Given task: Output these items as a two-column CSV with the header item_text,answer and one row per item. Put each item's text and its answer in a single quoted field, with any line breaks replaced by spaces.

Items:
╭──

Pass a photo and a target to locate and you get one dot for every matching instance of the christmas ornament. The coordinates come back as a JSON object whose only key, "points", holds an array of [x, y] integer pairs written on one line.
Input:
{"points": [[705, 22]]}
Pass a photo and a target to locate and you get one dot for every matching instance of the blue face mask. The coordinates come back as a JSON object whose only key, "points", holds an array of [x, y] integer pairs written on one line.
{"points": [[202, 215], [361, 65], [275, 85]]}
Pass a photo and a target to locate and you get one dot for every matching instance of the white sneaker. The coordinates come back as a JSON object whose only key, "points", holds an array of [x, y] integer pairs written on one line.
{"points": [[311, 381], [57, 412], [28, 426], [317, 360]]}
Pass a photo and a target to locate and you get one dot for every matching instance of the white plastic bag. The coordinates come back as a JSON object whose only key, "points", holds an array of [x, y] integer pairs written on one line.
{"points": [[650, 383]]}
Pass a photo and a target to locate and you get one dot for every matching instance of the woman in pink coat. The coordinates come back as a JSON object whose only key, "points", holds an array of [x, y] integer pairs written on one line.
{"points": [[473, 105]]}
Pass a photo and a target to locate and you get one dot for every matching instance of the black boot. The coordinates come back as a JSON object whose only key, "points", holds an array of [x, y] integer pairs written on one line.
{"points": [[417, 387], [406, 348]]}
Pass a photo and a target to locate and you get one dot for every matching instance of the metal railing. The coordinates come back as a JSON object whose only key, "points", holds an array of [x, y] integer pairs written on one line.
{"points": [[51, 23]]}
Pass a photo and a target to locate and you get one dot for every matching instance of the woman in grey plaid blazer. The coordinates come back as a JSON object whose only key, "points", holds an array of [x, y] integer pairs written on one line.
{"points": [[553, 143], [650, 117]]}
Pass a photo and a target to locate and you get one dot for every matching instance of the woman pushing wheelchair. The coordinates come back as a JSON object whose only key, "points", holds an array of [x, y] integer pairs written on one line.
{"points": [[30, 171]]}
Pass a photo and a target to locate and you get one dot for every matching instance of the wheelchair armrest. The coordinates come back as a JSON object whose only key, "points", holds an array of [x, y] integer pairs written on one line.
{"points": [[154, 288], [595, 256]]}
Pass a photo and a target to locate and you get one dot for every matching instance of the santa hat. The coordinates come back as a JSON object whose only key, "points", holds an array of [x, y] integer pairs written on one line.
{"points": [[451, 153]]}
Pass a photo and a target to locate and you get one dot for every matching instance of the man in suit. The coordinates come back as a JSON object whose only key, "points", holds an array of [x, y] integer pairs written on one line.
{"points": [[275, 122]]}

╰──

Solution below:
item_text,answer
"Pass a photo and a target to locate and you get one dot for every matching instance of the christmas ornament. The coordinates come back as a JSON object whose only key, ""points"", holds an array of [x, y] integer pairs written on one line. Input:","{""points"": [[705, 22]]}"
"Pass a photo and a target to locate and you get one dot for every matching instance of the blue face mask. The coordinates come back as a JSON object whose only key, ""points"", holds an array of [x, y] integer pairs written on one line.","{""points"": [[202, 215], [361, 65], [275, 85]]}"
"Pass a photo and a target to locate and you get one dot for every matching instance of the white sneaker. The coordinates come back as a JSON object whose only key, ""points"", holds an array of [x, y] integer pairs written on one line.","{""points"": [[311, 381], [57, 412], [28, 426], [317, 360]]}"
"Pass a photo and a target to locate and you get one dot for every matching instance of the white plastic bag. The coordinates come back as a JSON object whose only key, ""points"", holds an array of [x, y] integer pairs written on one line.","{""points"": [[650, 383]]}"
"Pass a photo and a target to locate and you get one dot for every matching instance of the woman in pink coat. The coordinates come back as a JSON object whose only key, ""points"", holds an array of [x, y] integer pairs written on one line.","{""points"": [[473, 105]]}"
"Pass a photo and a target to locate and you get one dot for every matching instance of the black boot. The coordinates come back as a JSON object whose only key, ""points"", holds an array of [x, y] integer pairs written on one line.","{""points"": [[417, 387], [406, 348]]}"
"Pass a photo and a target to locate and you get one dot for every matching instance of the metal railing. The coordinates come back as a JSON object whose only key, ""points"", holds an array of [x, y] integer pairs written on one line.","{""points"": [[51, 23]]}"
"Pass a photo and a target to locate and you get one dot for every matching instance of the woman in grey plaid blazer. The coordinates come back as a JSON object whose only key, ""points"", holds an array of [x, y] integer pairs written on one line.","{""points"": [[553, 143], [650, 117]]}"
"Pass a photo and a target to locate and you get one dot for every matching instance of the woman pushing wheelchair. The coordinates come back as a JSON object whose only key, ""points"", holds an array of [x, y] integer pairs written on one line.","{""points"": [[30, 171]]}"
"Pass a photo and a target to locate and you get one dot for every matching instance of the wheelchair armrest. The coordinates come back as a JSON object whose only key, ""points"", holds an array of [x, y] integer pairs written on one line.","{""points"": [[154, 288], [595, 256]]}"
"Pass a photo and a target to locate and you get one dot for every matching instance of the santa hat. The coordinates come back as a JSON object whose only key, ""points"", holds an array of [x, y] integer pairs written on one line.","{""points"": [[451, 153]]}"
"Pass a photo and a target to locate and you get one dot for every matching instance of the man in suit. The coordinates come back as a JSON object whose only key, ""points"", holds an array of [x, y] integer pairs written on one line.","{""points"": [[275, 122]]}"